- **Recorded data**
────────────────

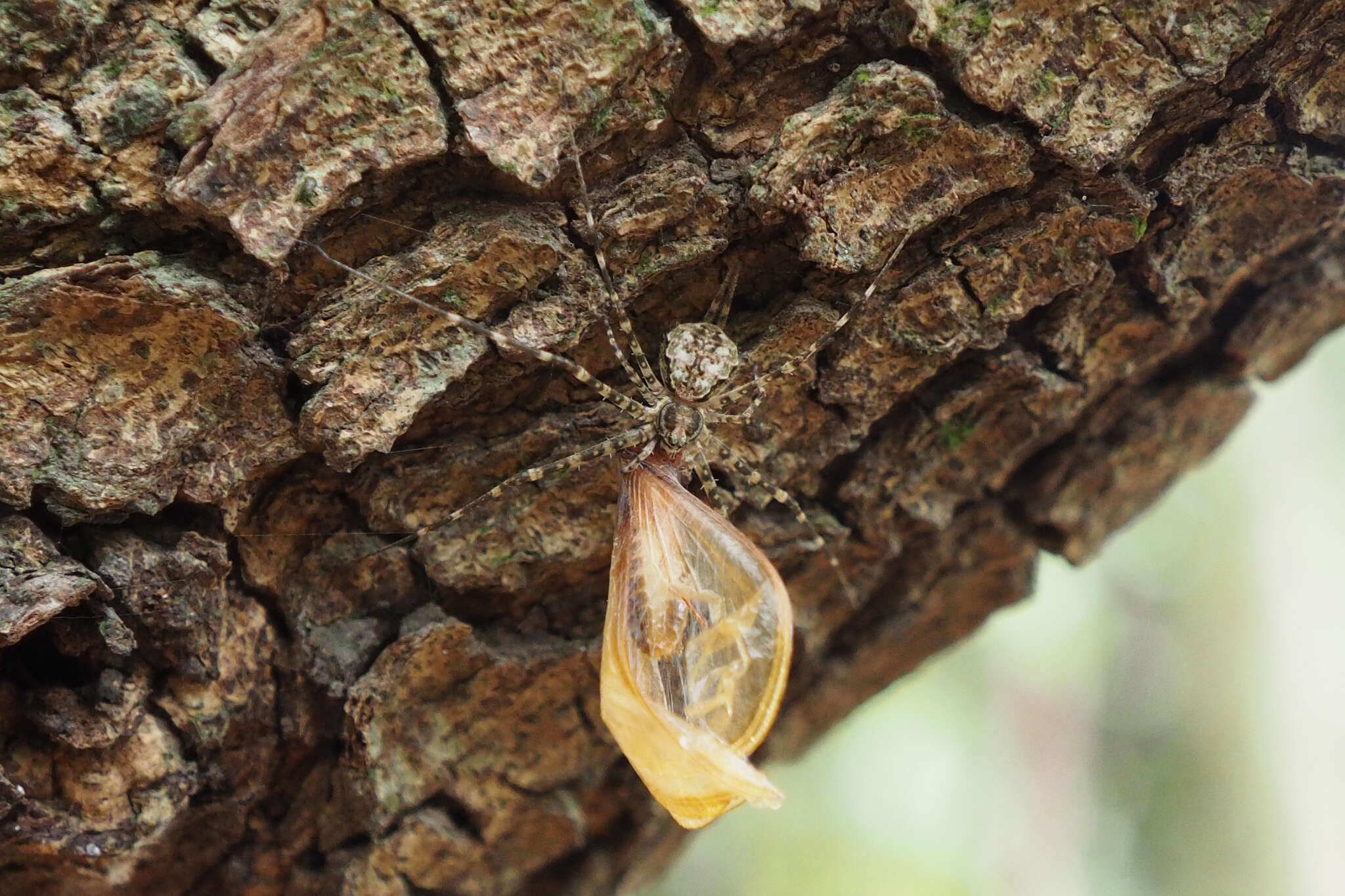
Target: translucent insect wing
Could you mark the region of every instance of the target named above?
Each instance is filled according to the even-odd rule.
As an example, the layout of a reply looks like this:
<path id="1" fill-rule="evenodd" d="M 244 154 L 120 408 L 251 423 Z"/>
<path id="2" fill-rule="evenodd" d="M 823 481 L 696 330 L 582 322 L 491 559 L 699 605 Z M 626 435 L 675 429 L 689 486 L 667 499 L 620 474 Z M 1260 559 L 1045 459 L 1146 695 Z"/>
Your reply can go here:
<path id="1" fill-rule="evenodd" d="M 780 805 L 746 756 L 775 723 L 792 646 L 790 598 L 761 549 L 664 467 L 624 473 L 603 720 L 683 827 L 744 802 Z"/>

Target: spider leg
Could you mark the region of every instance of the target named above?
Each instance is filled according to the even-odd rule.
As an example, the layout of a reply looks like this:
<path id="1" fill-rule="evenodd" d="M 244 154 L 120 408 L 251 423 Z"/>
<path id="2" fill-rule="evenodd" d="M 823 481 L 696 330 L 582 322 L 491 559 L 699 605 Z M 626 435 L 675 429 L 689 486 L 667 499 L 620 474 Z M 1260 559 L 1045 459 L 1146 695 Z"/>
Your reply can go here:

────────────────

- **To do**
Write out the data above again, but substitute "nonzero rule" for every "even-odd rule" and keep everything else the same. Leave the pictures out.

- **Complete response**
Target: translucent insect wing
Could you mark the region of every instance of the target named above?
Each instance is filled according to the nonzero rule.
As an example, the layout of a reply looks like this:
<path id="1" fill-rule="evenodd" d="M 244 154 L 120 408 L 251 423 Z"/>
<path id="2" fill-rule="evenodd" d="M 823 481 L 696 330 L 582 322 L 491 559 L 699 605 Z M 626 435 L 675 429 L 689 486 L 667 499 L 620 474 Z M 1260 559 L 1045 459 L 1146 695 Z"/>
Your reply can go here:
<path id="1" fill-rule="evenodd" d="M 780 805 L 746 756 L 775 723 L 792 646 L 790 598 L 761 549 L 664 467 L 624 473 L 603 720 L 683 827 L 744 802 Z"/>

Target: spider leg
Could you mark the region of every instance of the target named above?
Each instance is filled according to the nonzero rule.
As an example, the layout of a reply looks like this:
<path id="1" fill-rule="evenodd" d="M 244 154 L 120 408 L 251 423 Z"/>
<path id="2" fill-rule="evenodd" d="M 823 481 L 696 330 L 582 322 L 491 559 L 699 605 Z M 626 435 L 675 429 L 689 486 L 667 499 L 620 474 Z M 1260 559 L 1045 459 L 1146 695 Z"/>
Your reply can go here:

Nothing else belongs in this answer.